— Data section —
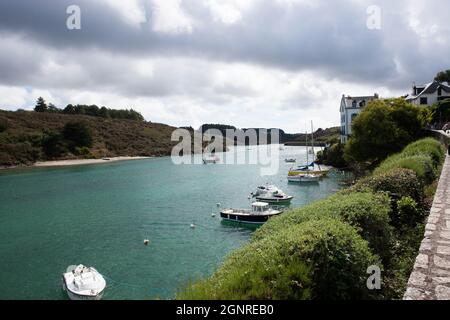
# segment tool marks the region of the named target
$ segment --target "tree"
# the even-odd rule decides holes
[[[436,77],[434,78],[434,80],[439,81],[439,82],[448,82],[448,83],[450,83],[450,70],[445,70],[445,71],[439,72],[436,75]]]
[[[345,160],[377,164],[418,139],[426,125],[420,108],[404,99],[372,101],[353,122]]]
[[[36,102],[36,106],[34,107],[34,111],[36,112],[46,112],[48,110],[47,103],[45,103],[44,98],[39,97]]]
[[[47,158],[58,158],[67,152],[61,134],[57,132],[46,132],[42,138],[42,149]]]
[[[64,139],[70,142],[71,148],[92,147],[91,130],[83,122],[68,122],[63,129]]]
[[[60,111],[61,111],[61,110],[59,110],[58,107],[55,106],[53,103],[50,103],[50,104],[48,105],[48,112],[51,112],[51,113],[59,113]]]

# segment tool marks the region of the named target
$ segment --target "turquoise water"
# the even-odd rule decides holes
[[[305,157],[301,147],[280,152],[281,160]],[[3,171],[0,299],[66,299],[60,277],[78,263],[106,276],[104,299],[173,298],[249,240],[251,229],[211,217],[216,203],[247,208],[249,193],[269,182],[297,207],[334,193],[343,179],[336,172],[320,184],[288,184],[289,167],[280,161],[277,175],[262,177],[258,165],[155,158]]]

— Your objective —
Could you copy every record exactly, without the pictures?

— Answer to this task —
# segment tool marks the region of the named target
$ segment --target "tree"
# the even-odd rule decides holes
[[[436,77],[434,78],[434,80],[439,81],[439,82],[448,82],[448,83],[450,83],[450,70],[445,70],[445,71],[439,72],[436,75]]]
[[[345,160],[377,164],[418,139],[426,125],[420,108],[404,99],[372,101],[353,122]]]
[[[36,102],[36,106],[34,107],[34,111],[36,112],[46,112],[48,110],[47,103],[45,103],[44,98],[39,97]]]
[[[47,158],[58,158],[67,152],[61,134],[57,132],[46,132],[42,138],[42,149]]]
[[[64,139],[70,142],[71,148],[92,147],[91,130],[83,122],[68,122],[63,129]]]
[[[60,111],[61,111],[61,110],[59,110],[58,107],[55,106],[53,103],[50,103],[50,104],[48,105],[48,112],[51,112],[51,113],[59,113]]]

# segment tool marks the region of the named target
$ segment --target "turquoise water"
# the even-odd rule decides holes
[[[305,157],[301,147],[280,152],[281,160]],[[3,171],[0,299],[66,299],[60,277],[78,263],[106,276],[104,299],[173,298],[249,240],[251,229],[211,217],[216,203],[247,208],[249,193],[269,182],[297,207],[334,193],[343,179],[336,172],[320,184],[288,184],[289,167],[280,161],[277,175],[262,177],[258,165],[155,158]]]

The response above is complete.